--- Start of Records supplied ---
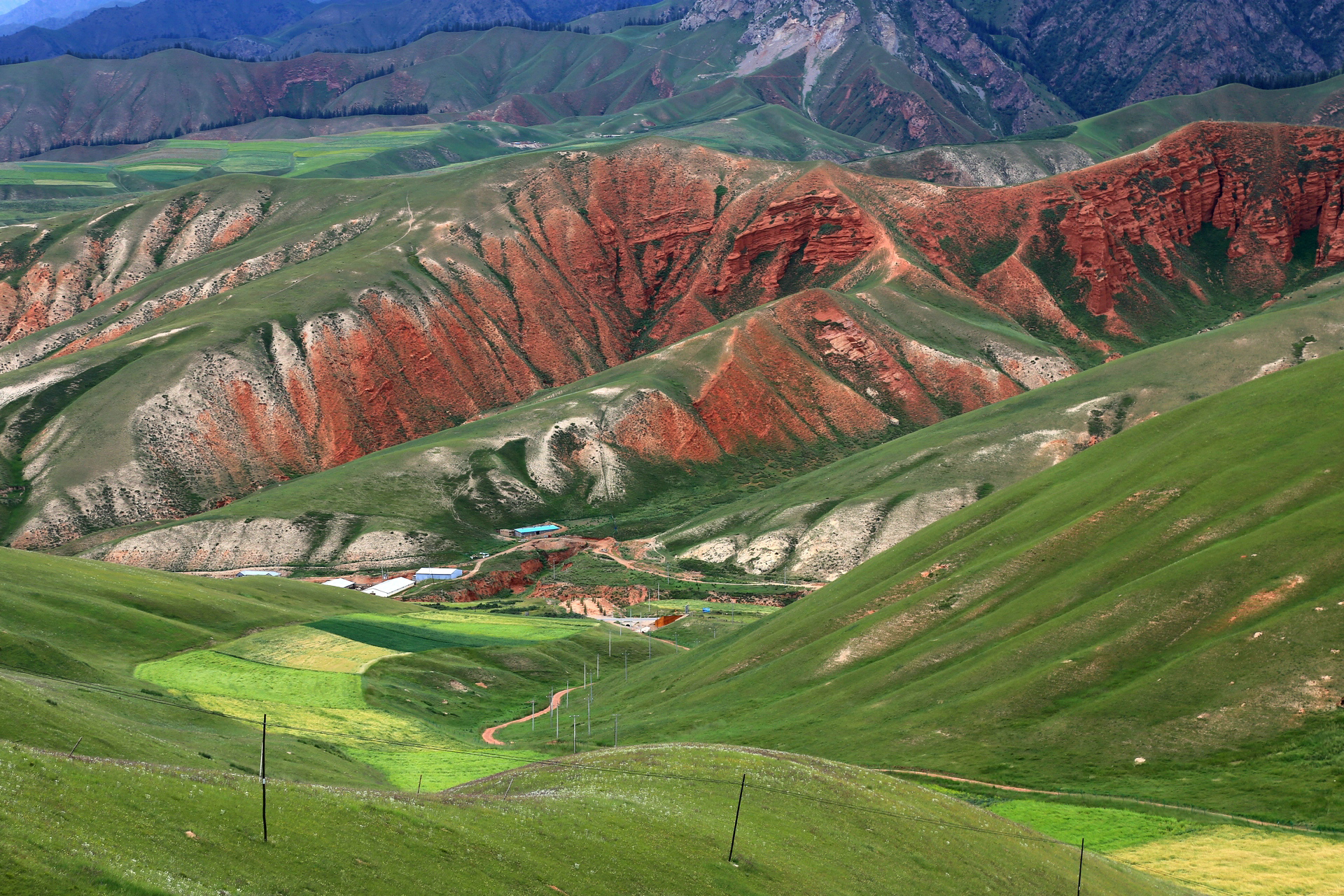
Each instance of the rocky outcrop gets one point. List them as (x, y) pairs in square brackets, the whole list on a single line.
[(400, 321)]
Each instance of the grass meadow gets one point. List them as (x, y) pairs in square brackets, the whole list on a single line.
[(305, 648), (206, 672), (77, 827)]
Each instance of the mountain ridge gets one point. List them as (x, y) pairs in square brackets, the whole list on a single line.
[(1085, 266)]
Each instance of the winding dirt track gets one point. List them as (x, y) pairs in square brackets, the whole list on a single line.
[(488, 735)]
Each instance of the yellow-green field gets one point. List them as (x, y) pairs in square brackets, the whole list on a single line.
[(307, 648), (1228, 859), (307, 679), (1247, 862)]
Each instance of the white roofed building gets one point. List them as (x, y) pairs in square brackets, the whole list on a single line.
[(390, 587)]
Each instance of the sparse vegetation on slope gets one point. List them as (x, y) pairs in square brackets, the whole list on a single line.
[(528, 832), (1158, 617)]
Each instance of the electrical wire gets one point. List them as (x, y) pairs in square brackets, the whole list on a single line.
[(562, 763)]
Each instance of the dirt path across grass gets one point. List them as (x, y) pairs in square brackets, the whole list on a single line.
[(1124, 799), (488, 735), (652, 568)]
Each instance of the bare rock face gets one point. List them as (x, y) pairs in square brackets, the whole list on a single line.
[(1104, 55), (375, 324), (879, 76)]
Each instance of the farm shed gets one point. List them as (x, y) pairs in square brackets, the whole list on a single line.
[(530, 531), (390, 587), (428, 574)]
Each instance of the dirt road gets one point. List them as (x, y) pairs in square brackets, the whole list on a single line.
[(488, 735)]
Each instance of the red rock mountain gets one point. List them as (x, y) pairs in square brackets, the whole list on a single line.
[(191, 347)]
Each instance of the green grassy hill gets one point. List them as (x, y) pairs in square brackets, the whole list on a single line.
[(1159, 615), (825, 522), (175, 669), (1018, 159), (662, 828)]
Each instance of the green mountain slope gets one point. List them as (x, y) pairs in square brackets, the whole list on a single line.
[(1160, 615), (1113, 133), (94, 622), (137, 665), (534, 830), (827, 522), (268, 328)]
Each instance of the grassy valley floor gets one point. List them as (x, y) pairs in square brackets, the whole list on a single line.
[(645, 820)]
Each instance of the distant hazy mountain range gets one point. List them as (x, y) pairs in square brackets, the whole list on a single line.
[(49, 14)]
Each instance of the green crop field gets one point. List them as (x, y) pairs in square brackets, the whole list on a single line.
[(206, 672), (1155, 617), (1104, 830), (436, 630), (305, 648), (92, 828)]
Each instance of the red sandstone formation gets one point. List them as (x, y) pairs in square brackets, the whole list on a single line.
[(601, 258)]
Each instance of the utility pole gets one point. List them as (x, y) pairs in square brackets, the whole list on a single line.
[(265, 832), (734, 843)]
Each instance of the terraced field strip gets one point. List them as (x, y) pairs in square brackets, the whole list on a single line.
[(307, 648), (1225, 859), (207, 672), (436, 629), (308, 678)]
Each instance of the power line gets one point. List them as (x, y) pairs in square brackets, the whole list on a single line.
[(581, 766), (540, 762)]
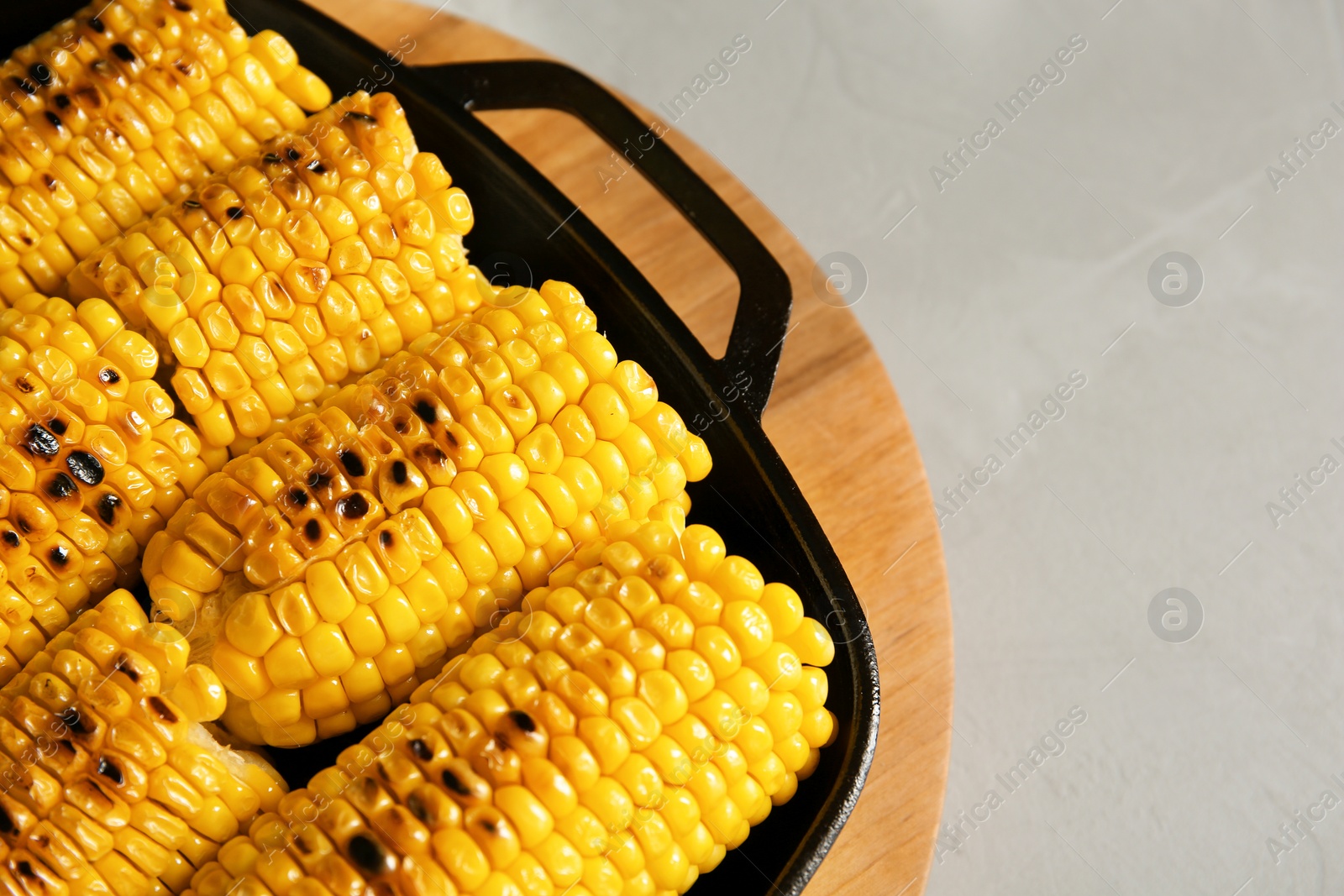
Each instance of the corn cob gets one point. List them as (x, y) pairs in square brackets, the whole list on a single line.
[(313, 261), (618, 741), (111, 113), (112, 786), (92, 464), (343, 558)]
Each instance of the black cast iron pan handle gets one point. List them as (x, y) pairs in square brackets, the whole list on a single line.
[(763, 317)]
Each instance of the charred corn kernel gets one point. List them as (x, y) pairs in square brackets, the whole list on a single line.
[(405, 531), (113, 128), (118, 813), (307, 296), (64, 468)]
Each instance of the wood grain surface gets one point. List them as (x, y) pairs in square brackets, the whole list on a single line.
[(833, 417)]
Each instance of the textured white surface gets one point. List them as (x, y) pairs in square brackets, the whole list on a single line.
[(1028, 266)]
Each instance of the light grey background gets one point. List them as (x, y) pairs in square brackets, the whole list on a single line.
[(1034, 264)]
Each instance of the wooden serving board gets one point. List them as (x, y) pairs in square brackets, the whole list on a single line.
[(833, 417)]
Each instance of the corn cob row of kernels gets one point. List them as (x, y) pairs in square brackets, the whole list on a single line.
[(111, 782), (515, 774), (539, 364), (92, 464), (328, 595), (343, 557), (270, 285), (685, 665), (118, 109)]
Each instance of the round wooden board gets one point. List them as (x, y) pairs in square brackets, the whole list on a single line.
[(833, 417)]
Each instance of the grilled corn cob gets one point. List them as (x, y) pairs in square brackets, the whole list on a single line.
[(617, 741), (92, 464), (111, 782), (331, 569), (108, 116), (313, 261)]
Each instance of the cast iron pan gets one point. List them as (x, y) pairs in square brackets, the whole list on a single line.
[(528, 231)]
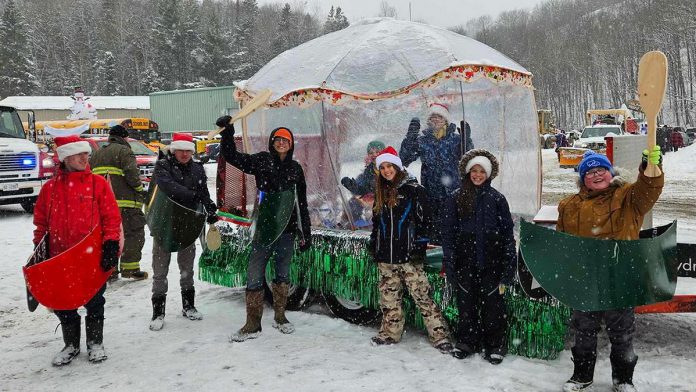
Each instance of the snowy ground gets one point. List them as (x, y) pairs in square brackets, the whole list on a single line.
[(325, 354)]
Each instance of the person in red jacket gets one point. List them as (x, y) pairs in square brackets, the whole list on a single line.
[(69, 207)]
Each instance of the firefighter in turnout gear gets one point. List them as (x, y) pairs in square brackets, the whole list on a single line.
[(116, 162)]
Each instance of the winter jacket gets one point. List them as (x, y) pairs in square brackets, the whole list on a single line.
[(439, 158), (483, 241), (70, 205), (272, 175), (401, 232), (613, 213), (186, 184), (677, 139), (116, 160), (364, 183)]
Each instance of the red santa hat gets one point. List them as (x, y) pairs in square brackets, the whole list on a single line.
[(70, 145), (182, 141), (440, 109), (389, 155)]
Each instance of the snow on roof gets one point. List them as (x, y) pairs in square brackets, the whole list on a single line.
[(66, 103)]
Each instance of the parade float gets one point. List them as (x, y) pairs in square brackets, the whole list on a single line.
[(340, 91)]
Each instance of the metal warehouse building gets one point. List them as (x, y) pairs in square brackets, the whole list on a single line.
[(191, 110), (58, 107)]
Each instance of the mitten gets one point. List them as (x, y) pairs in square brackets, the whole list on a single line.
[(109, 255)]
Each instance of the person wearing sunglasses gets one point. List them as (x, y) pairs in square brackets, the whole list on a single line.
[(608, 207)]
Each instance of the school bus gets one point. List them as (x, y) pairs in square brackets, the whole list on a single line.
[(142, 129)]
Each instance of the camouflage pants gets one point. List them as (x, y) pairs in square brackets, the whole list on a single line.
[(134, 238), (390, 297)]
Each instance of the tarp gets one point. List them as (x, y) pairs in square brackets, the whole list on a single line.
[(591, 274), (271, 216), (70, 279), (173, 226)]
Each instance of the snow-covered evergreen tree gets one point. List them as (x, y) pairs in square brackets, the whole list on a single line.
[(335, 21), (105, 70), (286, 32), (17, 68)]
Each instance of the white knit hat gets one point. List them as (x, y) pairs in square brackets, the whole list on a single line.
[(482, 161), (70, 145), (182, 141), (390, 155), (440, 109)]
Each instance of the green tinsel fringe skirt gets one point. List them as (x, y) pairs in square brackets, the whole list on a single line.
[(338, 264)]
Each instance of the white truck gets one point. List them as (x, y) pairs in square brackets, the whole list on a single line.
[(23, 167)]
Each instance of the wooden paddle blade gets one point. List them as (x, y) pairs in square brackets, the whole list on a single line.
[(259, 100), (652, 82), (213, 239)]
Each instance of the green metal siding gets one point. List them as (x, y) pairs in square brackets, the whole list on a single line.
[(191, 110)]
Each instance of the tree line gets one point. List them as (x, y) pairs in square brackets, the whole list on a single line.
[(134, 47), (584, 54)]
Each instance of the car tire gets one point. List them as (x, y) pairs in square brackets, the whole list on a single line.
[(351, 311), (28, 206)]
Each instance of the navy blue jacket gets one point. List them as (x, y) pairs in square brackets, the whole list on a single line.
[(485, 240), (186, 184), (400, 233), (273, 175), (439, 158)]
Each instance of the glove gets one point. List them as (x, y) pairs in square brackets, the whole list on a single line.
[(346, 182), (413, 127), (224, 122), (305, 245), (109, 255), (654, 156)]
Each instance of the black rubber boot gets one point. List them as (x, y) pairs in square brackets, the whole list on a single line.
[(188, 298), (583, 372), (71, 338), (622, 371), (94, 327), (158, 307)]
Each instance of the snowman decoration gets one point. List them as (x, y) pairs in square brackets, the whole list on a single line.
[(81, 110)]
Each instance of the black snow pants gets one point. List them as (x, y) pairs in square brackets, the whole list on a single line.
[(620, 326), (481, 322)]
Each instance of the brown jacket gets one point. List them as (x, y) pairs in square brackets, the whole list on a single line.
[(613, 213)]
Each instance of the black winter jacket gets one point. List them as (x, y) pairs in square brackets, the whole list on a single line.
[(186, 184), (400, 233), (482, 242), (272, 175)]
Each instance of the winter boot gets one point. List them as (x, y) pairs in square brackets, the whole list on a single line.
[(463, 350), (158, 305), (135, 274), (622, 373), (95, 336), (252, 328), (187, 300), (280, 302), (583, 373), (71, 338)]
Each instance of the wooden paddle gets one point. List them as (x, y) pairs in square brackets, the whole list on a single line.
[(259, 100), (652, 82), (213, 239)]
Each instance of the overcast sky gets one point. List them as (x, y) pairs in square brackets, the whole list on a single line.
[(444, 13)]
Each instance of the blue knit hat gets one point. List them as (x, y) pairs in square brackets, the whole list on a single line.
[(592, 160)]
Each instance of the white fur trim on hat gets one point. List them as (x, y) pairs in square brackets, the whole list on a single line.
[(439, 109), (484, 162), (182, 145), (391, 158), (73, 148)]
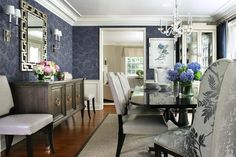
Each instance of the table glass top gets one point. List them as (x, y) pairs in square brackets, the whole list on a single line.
--- End of Records supplied ---
### Set task
Please copy everything from the start of the listing down to the line containing "[(1124, 799), (488, 735), (652, 568)]", swapping each "gets" for "receives" and changing nothing else. Leave the pictures out.

### Complete output
Each instance of the rocky outcrop receives one point. List them as (x, y) pairs in square brackets, the whole list on a single line.
[(400, 321)]
Each instance of the grass meadow receives one point. List them as (x, y) pairs in square brackets, the whole list on a single line.
[(305, 648), (206, 672), (77, 827)]
Each instance of the mountain ridge receives one point. List them as (x, y) pairs in square brackets, the whole list on a single line.
[(1085, 266)]
Each instance of the winding dirt track receives one point. List them as (x, y) pairs in square brackets, the whole list on a single line.
[(488, 735)]
Each instance of the yellow-green field receives one point. List them as (x, y) pairs in square brackets, the whole list on a single line.
[(307, 648), (1228, 859), (307, 679), (1247, 862)]
Each instance of the white roofed building receives one point. List them as (x, y) pairs in square brackets, the whole list on a single line.
[(390, 587)]
Each instance of the sparse vegetation on slope receives one point. List them as (x, y) pairs in square brackets, the whole list on a single line.
[(528, 832), (1158, 617)]
Each instance of the electrical wire receives one point. List them as (x, y) pairs in square brackets, the whole list on a single line.
[(562, 763)]
Each instance of the dirt path across grass receives one point. List them as (x, y) pairs in square brackets, the whole list on a single line.
[(1124, 799), (488, 735), (652, 568)]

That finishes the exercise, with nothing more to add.